> [Tasks and exercises]:
A. Name every orbital element that the Comet Holmes paper lists from the Minor Planet Center.
B. Resume the Comet Holmes paper after its last sentence, keeping its technical register.

> [Source text]:
The Comet Holmes Outburst as an Impact Event

John A Kennewell

Australian Space Academy

PO Box 3 Meckering WA 6405

20 November 2007

Summary

It is proposed that the 2007 October 23 massive brightening of Comet 17P/Holmes was the result of a hypervelocity impact with a main belt asteroid in the size range of 10 metres diameter. Order of magnitude calculations are presented to support this hypothesis.

INTRODUCTION

Comet 17P/Holmes showed a remarkable increase in brightness starting around 23 October 2007. In about 24 hours it increased from a magnitude 17 object to one of magnitude 2.5, a luminosity increase of about half a million [1]. The coma diameter increased at around 500 m s-1, and had attained a size of 2 million km in less than a month [2]. The total brightness remained within one magnitude of the maximum brightness during this time [3]. Both the size of the brightness increase and the growth of the coma are almost unprecedented, and are particularly remarkable considering the distance of the comet from the Sun (about 2.5 A.U.). Cometary outbursts rarely exceed a few magnitudes in brightness and the ejected material velocity is usually at least an order of magnitude less than that observed in this event [4].

DISCOVERY

Edwin Holmes discovered the comet that now carries his name on November 6, 1892. The comet was then visible with the naked eye, probably due to an outburst similar to what we are currently observing, although the angular diameter was then reported as only 5 minutes of arc (in comparison to 30’ as of 20 Nov 2007). Another outburst of brightness was observed in January 1893.

The comet was observed on the next two returns in 1899 and 1906, but was around

magnitude 16 on both occasions. The comet was then ‘lost’ until July 16, 1964 when it was rediscovered by Elizabeth Roamer as a magnitude 19 object. It has been observed on all subsequent returns to perihelion, in each case showing a maximum brightness of around magnitude 17 [5].

PARAMETERS

The following current orbital elements are given for Comet Holmes by the Minor Planet Center [3]:

Perihelion distance2.05 A.U.

Aphelion distance5.18 A.U.

Semimajor axis3.618 A.U.

Period6.88 years

Eccentricity0.432

Inclination19.1o

Last perihelion passage4 May 2007

An estimate of the comet’s nuclear diameter (using an assumed albedo) gives a figure of 3.5 km [6]. At an average cometary density of 500 kg m-3 this implies a total mass of around 1013 kg .

Because of its possible close proximity to Jupiter during Aphelion, this short period comet is subject to constant perturbation of its orbital elements, and in particular its perihelion and aphelion distances and it period may be changed by several percent several times in the course of a century [5]. It should also be noted that the comet spends an appreciable fraction of its orbital period in the asteroid belt.

At the time of its outburst, the comet was approximately 2.5 A.U. from the Sun and 1.6 A.U. from the Earth. This puts it close to opposition, providing best viewing around midnight. In mid-November the comet appeared to the terrestrial viewer as a fuzzy ball in the constellation of Perseus. It was also around this time that the coma started to show a deviation from circular symmetry, which probably indicates the formation of a tail, as both solar light pressure and the solar wind blow the coma material away from the Sun.

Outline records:

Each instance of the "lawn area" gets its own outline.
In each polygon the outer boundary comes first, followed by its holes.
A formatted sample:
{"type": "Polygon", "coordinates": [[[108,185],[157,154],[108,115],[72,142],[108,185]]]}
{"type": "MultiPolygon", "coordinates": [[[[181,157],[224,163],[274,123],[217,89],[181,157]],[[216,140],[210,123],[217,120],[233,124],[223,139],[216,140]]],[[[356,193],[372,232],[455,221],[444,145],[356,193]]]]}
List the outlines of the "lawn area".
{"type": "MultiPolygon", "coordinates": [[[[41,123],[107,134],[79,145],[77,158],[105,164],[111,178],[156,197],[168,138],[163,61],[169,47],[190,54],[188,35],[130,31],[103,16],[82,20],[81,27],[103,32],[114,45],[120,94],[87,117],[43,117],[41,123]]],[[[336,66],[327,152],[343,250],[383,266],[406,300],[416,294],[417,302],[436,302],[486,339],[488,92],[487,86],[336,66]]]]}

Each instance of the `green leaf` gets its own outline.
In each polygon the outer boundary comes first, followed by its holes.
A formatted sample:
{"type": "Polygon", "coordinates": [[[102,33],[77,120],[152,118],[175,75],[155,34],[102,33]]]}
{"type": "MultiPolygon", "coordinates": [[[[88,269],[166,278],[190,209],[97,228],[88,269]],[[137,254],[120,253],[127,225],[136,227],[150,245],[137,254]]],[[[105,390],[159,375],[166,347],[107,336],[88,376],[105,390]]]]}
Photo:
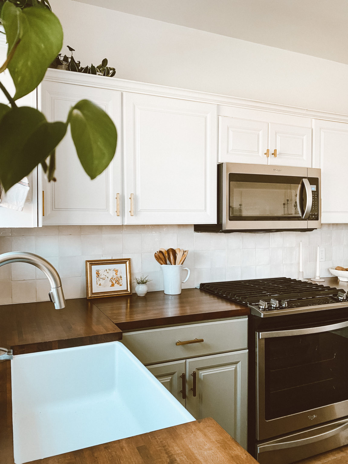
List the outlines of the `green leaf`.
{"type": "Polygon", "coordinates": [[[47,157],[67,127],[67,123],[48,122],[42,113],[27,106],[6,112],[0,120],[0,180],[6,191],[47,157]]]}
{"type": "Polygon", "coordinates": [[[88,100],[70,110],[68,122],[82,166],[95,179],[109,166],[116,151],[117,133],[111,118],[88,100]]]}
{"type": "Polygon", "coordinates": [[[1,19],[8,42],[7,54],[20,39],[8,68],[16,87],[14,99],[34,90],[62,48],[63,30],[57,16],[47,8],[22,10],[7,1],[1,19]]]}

> [Outputs by task]:
A. Perihelion distance, aphelion distance, semimajor axis, period, eccentricity, inclination, and last perihelion passage.

B.
BACKGROUND

The dirty snowball model of a comet originally proposed by Whipple [7] is still the basis of current models but has been modified by observation and analysis, including the directed collision of the NASA Deep Impact spacecraft with comet 9P/Tempel 1. In this model, dust grains are embedded in ices and frozen volatiles. The ratio of solids to volatiles probably varies from comet to comet and may vary with radial distance from the center of the comet nucleus. Estimates of dust to gas seem to vary from 2:1 to 1000:1. In the latter case, the comet will appear much more like a frozen mass of dust or dirt than an iceberg with embedded dust. This has to the idea that some comets might be more accurately described as snowy dirtballs [8].

As the comet comes close to the Sun the ices and volatile materials undergo sublimation (ie from a solid direct to a gaseous state), releasing both gas and embedded dust grains. The gas pressure will typically move the particles away from the comet at speeds of a few metres per second. Sometimes cracks may develop in the surface allowing a larger flow of gas (from a larger surface area) and this may dislodge larger particles. It has also been conjectured that pressure may build below a more solid surface as volatiles below the surface heat up and expand. This could then lead to a sudden release of large quantities of gas and dust. Sudden brightenings

are observed that could be explained by this theory. However, the brightenings are rarely more than two or three magnitudes. The particles released in comet outgassings may range in size from several millimetres (10-3 m) down to nanometre (10-9 m) diameters [9]. There may also be much larger chunks but these will be very small in number.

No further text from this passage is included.